Exercise description →
Every line from the one containing "positive clicks: (552, 290)" through the end of the data is to be copied exactly, and nothing outside that range.

[Input for this task]

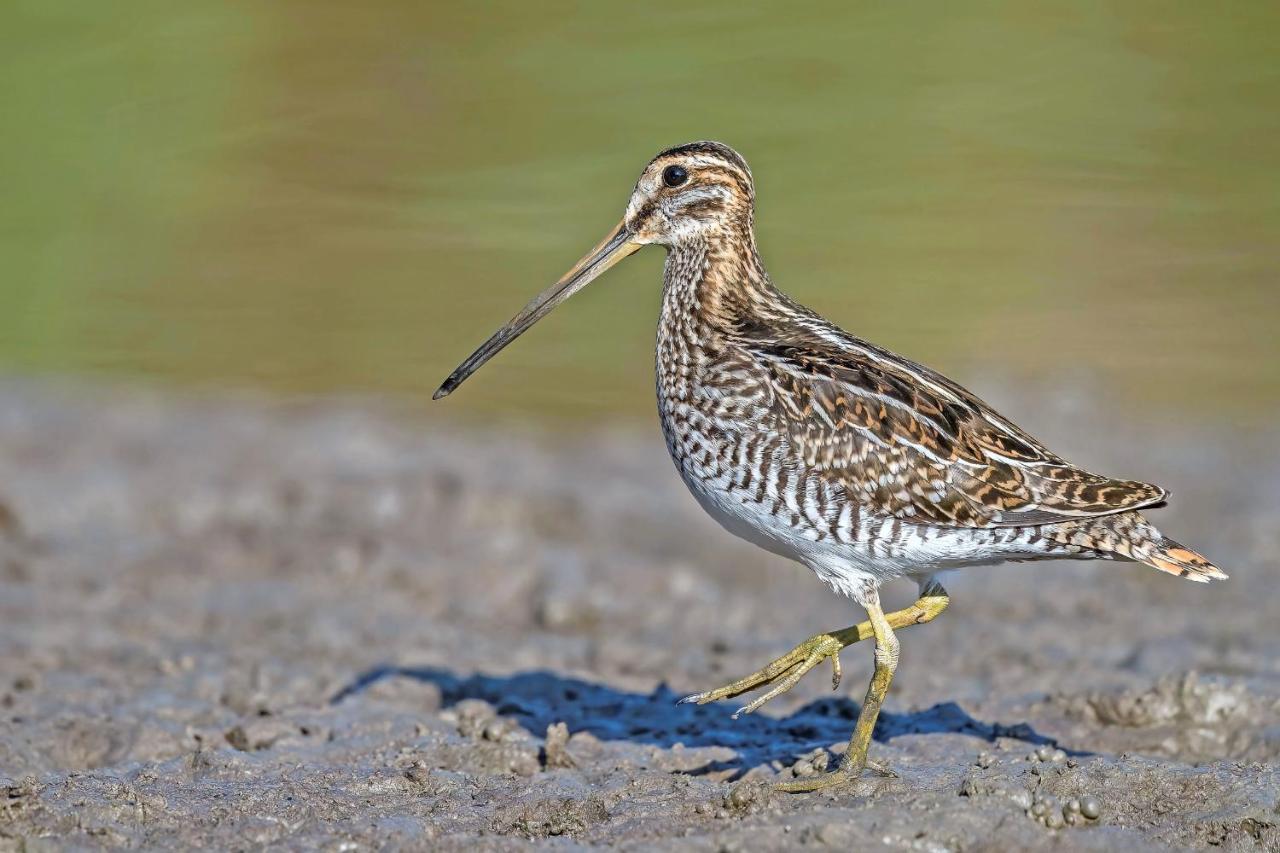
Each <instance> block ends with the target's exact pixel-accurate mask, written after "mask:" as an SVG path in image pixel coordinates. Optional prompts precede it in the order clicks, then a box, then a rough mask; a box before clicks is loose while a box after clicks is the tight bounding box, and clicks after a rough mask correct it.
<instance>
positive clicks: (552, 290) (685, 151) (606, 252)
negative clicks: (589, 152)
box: [433, 142, 755, 400]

[/Input for this task]

Exercise response →
positive clicks: (552, 290) (685, 151) (606, 252)
negative clicks: (589, 152)
box: [433, 142, 755, 400]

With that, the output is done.